→ TEXT PROVIDED
--
[Note: This was written for my Comparative Public Policy seminar, but I think readers will find it interesting. Conveniently, it also doubles as a brief review of the book.]
Yasemin Soysal’s Limits of Citizenship serves two principal purposes. First, it offers a historical account of how different European countries have dealt with post-Second World War migration and how these State institutions have influenced how migrants interact with, and organize within, the polity (pp. 35–36). Second, by crafting a chronicle which emphasizes the growing irrelevance of traditional citizenship models, largely as a result of maturing cultural eclecticism, Soysal leads us to her “postnational” model. Soysal’s alternative adopts universalism, solving the conflict between the notion of “human rights” and the traditional, nationalist approach to citizenship.
Soysal gives the impression that she is willing to embrace the complexities of social change. In many ways, there is a sense of predetermination in her narrative. The sovereignty of the State is being challenged by the growing irrelevance of borders as migration levees, and the concept of universal human rights is lessening the importance of national discourse which otherwise decides the relationship between the resident and the State. The author portrays this story in a way that stresses the multifaceted reality of interaction between migrants, the State, and how the sociopolitical landscape — and its reflexivity — influences social progress. Yet, at times the reader gets the impression that Soysal does not go far enough. It is almost as if she accepts complexity when it is convenient, but not when it can potentially damage her conclusions.
The nucleus of modern citizenship, or membership, is a set of “human rights” (p. 42). Soysal’s discussion makes “human rights” almost axiomatic, such that her ideal types almost exclusively abstract away from everything except how States have dealt with the provision of these “rights” to non-citizens. Her “postnational” model, in fact, is one which underscores the separation of “rights” from the State, such that certain provisions are no longer privileges of membership; rather, the State is obligated to respect whatever entitlements “human rights” entails.
Soysal fails to distinguish between types of rights. Classically, “human rights” — more often referred to as “natural rights” — refer to a set of liberties meant to restrain the State. The “human rights” Soysal has in mind go beyond this, encompassing “rights” that oblige the State to provide a service (for simplicity’s sake, we can refer to these as “positive rights”). We can, for the sake of argument, accept the legitimacy of both kinds of rights. But, we cannot ignore differences in their nature; there is a political economy aspect to the issue of entitlements. State services are not provided ex nihilo, but come from resources necessarily extracted from society (i.e. taxation). As such, when we think about the individual as someone entitled to various “rights,” we oftentimes have to consider the other side of the coin: the individual as someone obligated to provide for others. Soysal, instead, ignores this aspect of citizenship.
Soysal is clear that, even in her “postnational model,” the State is “the primary unit for dispensing rights and privileges” (p. 143). The State, therefore, has a responsibility that encompasses people even beyond traditional borders — see, for example, the German treatment of repatriated Gypsies (p. 158). The author does not catch the potential for tension between the entitled and the obligated.
--
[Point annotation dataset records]
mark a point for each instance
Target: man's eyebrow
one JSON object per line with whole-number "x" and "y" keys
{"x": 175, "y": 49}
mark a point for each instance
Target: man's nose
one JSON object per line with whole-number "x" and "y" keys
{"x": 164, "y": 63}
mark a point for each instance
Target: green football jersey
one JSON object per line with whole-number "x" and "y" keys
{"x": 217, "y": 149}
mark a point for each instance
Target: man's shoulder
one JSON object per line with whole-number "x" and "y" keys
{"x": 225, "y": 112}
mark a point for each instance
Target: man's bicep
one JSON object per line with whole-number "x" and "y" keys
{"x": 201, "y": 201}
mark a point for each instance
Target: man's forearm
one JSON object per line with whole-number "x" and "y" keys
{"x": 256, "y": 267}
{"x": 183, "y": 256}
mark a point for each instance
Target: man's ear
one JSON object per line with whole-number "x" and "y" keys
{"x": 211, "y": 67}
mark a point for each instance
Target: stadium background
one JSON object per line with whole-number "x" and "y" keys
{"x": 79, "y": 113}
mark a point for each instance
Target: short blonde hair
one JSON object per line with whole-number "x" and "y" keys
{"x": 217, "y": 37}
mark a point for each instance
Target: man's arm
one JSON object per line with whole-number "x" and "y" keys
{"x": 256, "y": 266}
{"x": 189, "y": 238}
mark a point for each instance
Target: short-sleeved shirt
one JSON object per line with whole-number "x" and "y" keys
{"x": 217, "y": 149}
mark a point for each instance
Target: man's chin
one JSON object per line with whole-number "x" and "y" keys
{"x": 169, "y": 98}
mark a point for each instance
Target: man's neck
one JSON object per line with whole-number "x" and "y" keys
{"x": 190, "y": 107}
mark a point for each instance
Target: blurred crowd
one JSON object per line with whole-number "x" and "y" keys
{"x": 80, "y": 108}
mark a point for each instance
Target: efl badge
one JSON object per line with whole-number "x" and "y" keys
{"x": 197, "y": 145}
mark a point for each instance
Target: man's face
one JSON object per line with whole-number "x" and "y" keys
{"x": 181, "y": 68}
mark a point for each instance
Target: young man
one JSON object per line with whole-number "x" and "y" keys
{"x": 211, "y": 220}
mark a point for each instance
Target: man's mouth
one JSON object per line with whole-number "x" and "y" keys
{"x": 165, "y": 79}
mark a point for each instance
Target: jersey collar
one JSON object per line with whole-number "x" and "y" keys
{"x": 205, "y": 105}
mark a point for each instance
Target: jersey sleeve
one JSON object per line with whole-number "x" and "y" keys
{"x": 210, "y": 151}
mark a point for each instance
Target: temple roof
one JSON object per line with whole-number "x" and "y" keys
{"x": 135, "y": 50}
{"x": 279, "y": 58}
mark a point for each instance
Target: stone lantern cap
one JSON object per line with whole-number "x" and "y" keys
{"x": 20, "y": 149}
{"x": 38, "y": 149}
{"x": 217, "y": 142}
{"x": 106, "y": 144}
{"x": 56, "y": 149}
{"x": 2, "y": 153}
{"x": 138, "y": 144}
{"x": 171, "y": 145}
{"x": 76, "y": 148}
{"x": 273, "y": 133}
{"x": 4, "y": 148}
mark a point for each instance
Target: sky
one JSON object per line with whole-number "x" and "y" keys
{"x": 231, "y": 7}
--
→ CHALLENGE 1
Filter the records down to every line containing the string "short", matching case exactly, and copy those lines.
→ CHALLENGE 2
Take the review of Limits of Citizenship further, picking up after its final sentence.

→ TASK ANSWER 1
Target: short blonde hair
Target: short-sleeved shirt

→ TASK ANSWER 2
Consider a common theme in the narrative: migrants organize and join the arena of political discourse to guarantee for themselves certain sets of entitlements. See, for instance, Soysal’s description of “organized Islam” (pp. 115–116). Naturally, people tend to be more interested in what they can acquire than in what they can provide, and so there exists a friction between the disproportionate growth of entitlements as compared to the volume of tax receipts. The problem is worse if we think about tax contributions, the fact that a large sum of obligations are paid for by an exclusive social caste (“the wealthy”), and that migrants generally add to the much larger pool of the population that more often than not expect more out of welfare than they can pay in (and, if they live in other countries, then they do not pay in at all).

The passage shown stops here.